> **Reading text**:

A £10,000 investment at 7% annual return — roughly the historical average — becomes £150,000 over 40 years. The same £10,000 sitting in cash at 3% inflation becomes worth £5,336 in real purchasing power over 20 years. The gap between those two outcomes is not strategy or timing or luck. It is simply showing up consistently, not panicking, and letting compounding do its work.
Takeaway for you
- Open a low-cost index fund account (a global tracker ETF is the starting point Ben recommends) and automate monthly contributions
- Remove investment apps from your phone's home screen — access friction is your friend
- Set a calendar reminder once per year to review your portfolio. That is the frequency most people benefit from
The 5% Rule: Renting vs. Buying Is Not the Question You Think It Is
The rent-versus-buy debate is one of the most emotionally loaded financial decisions people make — and Ben argues it is also one of the most misunderstood. Most people treat renting as "throwing money away." Ben's research shows that owning a home comes with a stack of irrecoverable costs that most buyers dramatically underestimate: mortgage interest, property taxes (typically 0.5–1% of the home's value per year), maintenance costs (Ben now estimates these at well over 2% annually, having been a homeowner for six years), emergency repair reserves, and crucially — the opportunity cost of your equity.
That last one is the one people miss. Every pound of equity sitting in your home is equity that is not invested in the stock market. If stocks earn 7% per year and home prices track inflation at roughly 2–3%, the gap between those two outcomes, compounded over decades, is enormous. Ben developed what he calls the 5% rule to make this calculation concrete and fast.
"Take the price of the home. Multiply by 5%. Divide by 12. That's the monthly rent where you're roughly break-even between renting and owning. If you can rent the same property for less than that number, renting is likely the better financial decision."

> **Stored data**:

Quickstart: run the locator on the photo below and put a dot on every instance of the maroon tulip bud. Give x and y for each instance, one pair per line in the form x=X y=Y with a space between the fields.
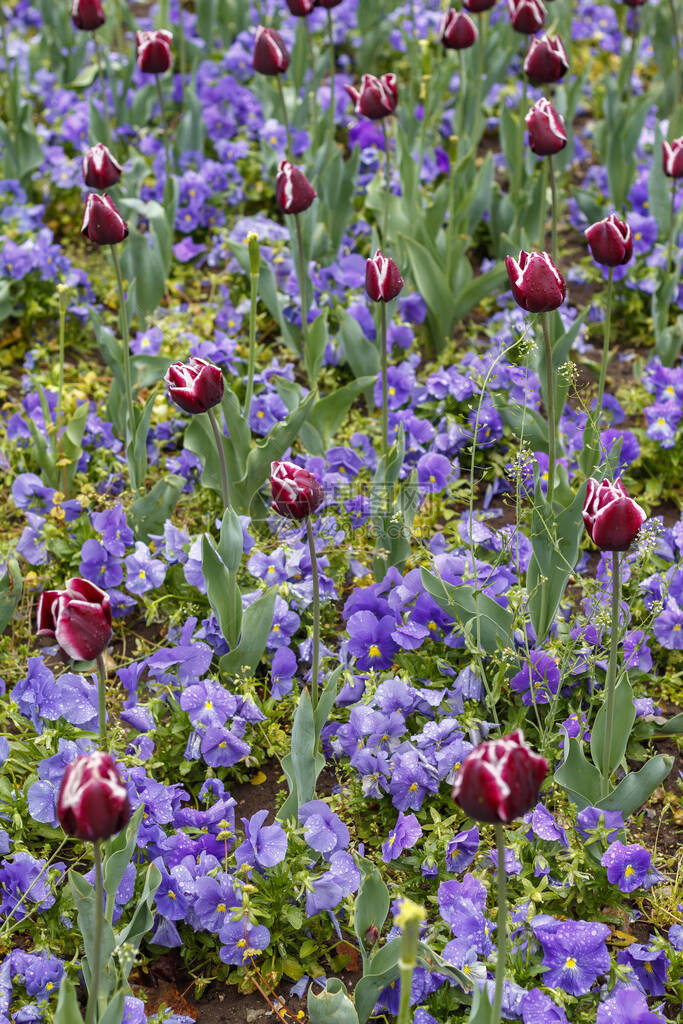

> **Problems to work on**:
(a) Reproduce word for word the passage of the text on investing and renting from "That last one" to "concrete and fast.".
(b) Turn the paragraph of the text on investing and renting that begins "The rent-versus-buy debate" into a short bulleted list of its main facts.
(c) In the text on investing and renting, what share of a home's value do property taxes typically cost each year?

> **Task answers**:
(a)
That last one is the one people miss. Every pound of equity sitting in your home is equity that is not invested in the stock market. If stocks earn 7% per year and home prices track inflation at roughly 2–3%, the gap between those two outcomes, compounded over decades, is enormous. Ben developed what he calls the 5% rule to make this calculation concrete and fast.

(b)
- The rent-versus-buy decision is emotionally loaded, and Ben argues it is widely misunderstood.
- Many people see renting as "throwing money away."
- Ben's research shows that homeownership carries irrecoverable costs that buyers greatly underestimate:
  - mortgage interest
  - property taxes, typically 0.5–1% of the home's value per year
  - maintenance, which Ben, a homeowner for six years, now estimates at well over 2% annually
  - emergency repair reserves
  - the opportunity cost of your equity

(c) Typically 0.5–1% of the home's value per year.